━━━━━ DOCUMENT PASSAGE ━━━━━

Sallie Robey Permar is the pediatrician-in-chief at NewYork-Presbyterian / Weill Cornell Medical Center and the chair of the Department of Pediatrics at Weill Cornell Medicine. Her research focuses on infections affecting newborns.

== Education ==
Permar graduated with a BS in biology from Davidson College in 1997. In 2004, she earned an MD from Harvard Medical School and a PhD in microbiology and immunology from Johns Hopkins Bloomberg School of Public Health. She then did a pediatrics residency and a fellowship in pediatric infectious diseases at Boston Children's Hospital.

== Career ==
In 2011, Permar joined the faculty at Duke University School of Medicine as an assistant professor of pediatrics. She was promoted to associate professor in 2013.

Permar was the Wilburt C. Davison Distinguished Professor of pediatrics, immunology, and molecular genetics at Duke University School of Medicine, associate dean of physician-scientist development; and founding director of the Duke Medical's Children's Health and Discovery Institute. She is also a member of the Duke Global Health Institute.

On December 1, 2020, Dr. Permar was appointed chair of the Department of Pediatrics at Weill Cornell Medicine and the pediatrician-in-chief at NewYork-Presbyterian/Weill Cornell Medical Center and New York-Presbyterian Komansky Children's Hospital. As Pediatrician-in-Chief, Dr. Permar hosted the 13th Plates for Pediatrics Dinner on February 25, 2025. This event collected $2.5 million to fund pediatric programs such as the Pediatric Simulation Center, Residency Education, and Pediatric Mental Health.

━━━━━ EXTRACTED ENTRIES ━━━━━

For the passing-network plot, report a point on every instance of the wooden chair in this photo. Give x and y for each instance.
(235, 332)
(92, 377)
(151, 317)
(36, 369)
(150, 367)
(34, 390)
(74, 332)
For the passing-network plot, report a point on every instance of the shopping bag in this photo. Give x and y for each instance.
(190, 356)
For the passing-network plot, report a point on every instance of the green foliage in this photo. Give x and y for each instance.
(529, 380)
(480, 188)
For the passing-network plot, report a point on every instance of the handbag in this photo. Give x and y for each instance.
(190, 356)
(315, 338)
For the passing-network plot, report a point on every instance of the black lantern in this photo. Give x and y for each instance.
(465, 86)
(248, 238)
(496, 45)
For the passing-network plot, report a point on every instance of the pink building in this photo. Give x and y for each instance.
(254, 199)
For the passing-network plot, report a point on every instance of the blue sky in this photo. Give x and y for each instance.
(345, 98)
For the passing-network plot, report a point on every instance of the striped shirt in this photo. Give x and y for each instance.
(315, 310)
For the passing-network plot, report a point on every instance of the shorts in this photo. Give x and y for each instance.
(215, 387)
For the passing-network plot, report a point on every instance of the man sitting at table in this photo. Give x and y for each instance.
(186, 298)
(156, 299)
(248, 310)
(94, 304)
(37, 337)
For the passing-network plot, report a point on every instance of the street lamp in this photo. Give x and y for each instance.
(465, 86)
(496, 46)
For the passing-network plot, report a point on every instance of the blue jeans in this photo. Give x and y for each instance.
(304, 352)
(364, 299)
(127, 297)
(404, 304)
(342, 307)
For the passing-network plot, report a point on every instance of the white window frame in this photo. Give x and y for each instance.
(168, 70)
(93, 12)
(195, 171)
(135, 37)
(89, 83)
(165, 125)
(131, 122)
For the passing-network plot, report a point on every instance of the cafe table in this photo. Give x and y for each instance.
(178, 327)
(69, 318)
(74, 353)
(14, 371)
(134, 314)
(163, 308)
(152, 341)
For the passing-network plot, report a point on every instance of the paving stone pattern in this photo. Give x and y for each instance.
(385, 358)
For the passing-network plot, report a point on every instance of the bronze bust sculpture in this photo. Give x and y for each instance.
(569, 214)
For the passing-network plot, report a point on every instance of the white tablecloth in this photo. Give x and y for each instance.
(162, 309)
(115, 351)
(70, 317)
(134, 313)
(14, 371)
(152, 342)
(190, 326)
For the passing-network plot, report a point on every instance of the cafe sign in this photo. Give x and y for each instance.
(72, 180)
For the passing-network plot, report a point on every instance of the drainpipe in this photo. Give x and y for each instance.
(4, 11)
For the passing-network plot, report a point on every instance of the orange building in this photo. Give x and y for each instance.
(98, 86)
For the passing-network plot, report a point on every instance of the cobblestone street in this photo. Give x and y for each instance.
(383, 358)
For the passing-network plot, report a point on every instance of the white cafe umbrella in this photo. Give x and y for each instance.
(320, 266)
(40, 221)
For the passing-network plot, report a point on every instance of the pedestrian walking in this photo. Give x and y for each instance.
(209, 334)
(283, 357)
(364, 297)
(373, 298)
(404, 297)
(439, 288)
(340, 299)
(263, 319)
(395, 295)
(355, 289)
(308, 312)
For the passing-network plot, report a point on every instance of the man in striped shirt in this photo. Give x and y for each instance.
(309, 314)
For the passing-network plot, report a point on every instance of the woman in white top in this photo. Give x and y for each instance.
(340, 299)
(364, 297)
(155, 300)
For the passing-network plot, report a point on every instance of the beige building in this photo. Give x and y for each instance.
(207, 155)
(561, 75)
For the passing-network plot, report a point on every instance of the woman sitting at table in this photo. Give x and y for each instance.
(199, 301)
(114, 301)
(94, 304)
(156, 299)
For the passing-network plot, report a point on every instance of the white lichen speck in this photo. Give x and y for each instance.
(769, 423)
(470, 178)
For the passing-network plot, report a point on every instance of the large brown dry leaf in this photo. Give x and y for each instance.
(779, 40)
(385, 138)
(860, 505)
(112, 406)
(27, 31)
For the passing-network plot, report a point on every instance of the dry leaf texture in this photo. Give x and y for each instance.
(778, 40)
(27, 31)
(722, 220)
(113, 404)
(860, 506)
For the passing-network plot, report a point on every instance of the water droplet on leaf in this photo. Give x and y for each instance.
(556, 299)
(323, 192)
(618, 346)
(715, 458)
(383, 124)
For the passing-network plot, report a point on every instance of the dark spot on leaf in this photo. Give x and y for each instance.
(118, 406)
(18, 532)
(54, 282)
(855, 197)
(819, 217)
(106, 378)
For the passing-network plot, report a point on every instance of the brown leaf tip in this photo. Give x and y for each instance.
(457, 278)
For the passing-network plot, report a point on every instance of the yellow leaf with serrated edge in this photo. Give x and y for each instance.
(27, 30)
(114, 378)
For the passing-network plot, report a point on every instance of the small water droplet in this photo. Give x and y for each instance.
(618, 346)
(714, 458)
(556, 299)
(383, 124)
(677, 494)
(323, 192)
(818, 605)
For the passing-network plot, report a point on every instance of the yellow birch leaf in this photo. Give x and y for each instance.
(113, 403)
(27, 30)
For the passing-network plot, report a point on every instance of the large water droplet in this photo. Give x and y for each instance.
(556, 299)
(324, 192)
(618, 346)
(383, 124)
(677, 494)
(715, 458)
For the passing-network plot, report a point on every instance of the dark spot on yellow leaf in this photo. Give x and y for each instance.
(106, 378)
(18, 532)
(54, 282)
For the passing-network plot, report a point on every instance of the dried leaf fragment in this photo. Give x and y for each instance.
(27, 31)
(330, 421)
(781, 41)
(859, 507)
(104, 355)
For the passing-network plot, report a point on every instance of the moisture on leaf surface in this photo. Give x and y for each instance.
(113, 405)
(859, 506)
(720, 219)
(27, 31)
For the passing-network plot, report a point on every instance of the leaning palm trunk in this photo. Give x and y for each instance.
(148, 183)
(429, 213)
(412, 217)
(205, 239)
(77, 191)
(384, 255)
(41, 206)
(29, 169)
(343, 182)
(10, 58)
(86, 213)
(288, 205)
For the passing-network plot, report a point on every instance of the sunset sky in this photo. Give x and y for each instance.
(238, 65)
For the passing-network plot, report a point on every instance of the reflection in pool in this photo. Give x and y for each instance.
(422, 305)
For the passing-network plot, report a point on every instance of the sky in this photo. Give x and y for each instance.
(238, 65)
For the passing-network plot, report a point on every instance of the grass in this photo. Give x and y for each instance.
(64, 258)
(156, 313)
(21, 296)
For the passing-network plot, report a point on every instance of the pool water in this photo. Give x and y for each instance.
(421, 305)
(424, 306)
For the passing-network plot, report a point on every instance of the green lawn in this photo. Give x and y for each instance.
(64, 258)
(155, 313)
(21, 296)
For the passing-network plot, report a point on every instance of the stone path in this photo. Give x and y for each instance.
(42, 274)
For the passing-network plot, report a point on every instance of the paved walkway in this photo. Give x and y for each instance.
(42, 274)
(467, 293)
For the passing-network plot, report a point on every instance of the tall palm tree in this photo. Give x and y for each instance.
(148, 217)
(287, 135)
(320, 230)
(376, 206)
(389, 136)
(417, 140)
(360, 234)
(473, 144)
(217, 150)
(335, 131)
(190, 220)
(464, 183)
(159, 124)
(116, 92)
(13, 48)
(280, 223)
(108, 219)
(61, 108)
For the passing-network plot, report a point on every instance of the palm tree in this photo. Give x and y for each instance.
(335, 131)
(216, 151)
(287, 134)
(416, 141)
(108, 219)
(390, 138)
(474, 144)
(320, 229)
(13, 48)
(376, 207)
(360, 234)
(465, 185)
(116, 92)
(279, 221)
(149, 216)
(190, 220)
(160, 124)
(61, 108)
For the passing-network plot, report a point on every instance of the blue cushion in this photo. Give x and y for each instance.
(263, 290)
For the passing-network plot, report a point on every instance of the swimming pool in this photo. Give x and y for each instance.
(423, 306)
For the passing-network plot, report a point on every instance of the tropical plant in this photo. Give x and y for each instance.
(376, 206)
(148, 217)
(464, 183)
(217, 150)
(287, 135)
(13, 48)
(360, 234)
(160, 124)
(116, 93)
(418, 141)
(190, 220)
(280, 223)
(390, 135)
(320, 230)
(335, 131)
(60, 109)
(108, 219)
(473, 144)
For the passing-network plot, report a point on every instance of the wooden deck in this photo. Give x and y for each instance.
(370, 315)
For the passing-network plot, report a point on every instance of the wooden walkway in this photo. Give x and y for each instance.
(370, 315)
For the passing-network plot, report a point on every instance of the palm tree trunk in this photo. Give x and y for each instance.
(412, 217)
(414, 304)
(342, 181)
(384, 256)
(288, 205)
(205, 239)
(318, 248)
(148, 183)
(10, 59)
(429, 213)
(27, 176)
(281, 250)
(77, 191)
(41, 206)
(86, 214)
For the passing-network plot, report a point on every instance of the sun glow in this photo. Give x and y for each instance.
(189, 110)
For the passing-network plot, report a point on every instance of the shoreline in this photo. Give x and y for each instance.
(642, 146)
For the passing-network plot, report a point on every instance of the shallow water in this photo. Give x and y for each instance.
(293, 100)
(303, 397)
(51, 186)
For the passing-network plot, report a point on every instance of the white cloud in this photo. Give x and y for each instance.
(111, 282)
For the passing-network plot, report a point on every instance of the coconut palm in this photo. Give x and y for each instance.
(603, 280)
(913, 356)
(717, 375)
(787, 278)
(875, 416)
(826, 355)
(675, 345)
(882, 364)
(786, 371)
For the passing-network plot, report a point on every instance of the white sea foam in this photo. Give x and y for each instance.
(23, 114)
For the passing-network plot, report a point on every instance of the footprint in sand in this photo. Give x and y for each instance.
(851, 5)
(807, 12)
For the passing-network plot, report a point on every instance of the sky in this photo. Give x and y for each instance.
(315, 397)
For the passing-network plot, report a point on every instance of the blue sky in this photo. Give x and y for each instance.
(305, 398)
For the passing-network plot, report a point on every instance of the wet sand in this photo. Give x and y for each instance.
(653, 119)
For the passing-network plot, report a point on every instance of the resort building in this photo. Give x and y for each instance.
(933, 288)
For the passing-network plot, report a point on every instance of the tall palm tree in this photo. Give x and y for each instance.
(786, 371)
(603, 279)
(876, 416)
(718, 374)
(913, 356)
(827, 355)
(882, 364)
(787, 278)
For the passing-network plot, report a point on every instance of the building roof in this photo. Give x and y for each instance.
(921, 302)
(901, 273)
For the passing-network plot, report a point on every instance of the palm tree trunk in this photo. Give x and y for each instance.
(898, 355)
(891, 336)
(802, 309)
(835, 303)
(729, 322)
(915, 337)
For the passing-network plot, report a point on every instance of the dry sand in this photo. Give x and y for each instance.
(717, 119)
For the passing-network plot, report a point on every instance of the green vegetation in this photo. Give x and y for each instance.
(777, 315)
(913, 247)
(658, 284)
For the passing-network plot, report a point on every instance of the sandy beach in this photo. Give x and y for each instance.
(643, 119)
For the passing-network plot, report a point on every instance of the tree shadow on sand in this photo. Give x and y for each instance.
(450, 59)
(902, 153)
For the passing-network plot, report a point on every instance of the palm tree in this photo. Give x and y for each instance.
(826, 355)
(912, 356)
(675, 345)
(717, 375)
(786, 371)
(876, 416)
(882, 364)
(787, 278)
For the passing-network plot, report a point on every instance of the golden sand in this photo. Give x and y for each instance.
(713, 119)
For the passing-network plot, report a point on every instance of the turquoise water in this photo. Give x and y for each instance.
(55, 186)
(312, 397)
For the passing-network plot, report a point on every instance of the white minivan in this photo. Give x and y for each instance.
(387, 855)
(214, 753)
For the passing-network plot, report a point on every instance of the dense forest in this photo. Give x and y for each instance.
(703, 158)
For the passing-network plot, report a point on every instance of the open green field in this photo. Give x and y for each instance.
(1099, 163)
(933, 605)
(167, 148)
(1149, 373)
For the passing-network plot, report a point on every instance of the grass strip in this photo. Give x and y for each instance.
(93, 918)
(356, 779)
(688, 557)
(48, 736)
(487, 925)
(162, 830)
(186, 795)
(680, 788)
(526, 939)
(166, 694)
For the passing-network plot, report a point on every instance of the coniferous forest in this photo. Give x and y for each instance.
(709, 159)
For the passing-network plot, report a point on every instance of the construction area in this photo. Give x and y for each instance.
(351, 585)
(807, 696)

━━━━━

# WHAT YOU WILL DO:
Extend the biographical passage on Sallie Robey Permar, picking up after its final sentence. The rows stand as material separate from the passage on Sallie Robey Permar.

# YOUR RESPONSE:
Dr. Permar is an author of almost 150 scientific publications.

=== Awards ===
- 2012 New Innovator Award, National Institutes of Health
- 2012 Presidential Early Career Award in Science and Engineering (awarded in 2013)
- 2014 Young Investigator Award, Society for Pediatric Research
- 2015 Young Investigator Award, Pediatric Infectious Diseases Society
- 2020 E. Mead Johnson Award from the Society for Pediatric Research
- 2020 Gale and Ira Drukier Prize in Children's Health Research from Weill Cornell Medicine
- 2022 Excellence in Science Award, Federation of American Societies for Experimental Biology

She was elected to the American Society for Clinical Investigation in 2016.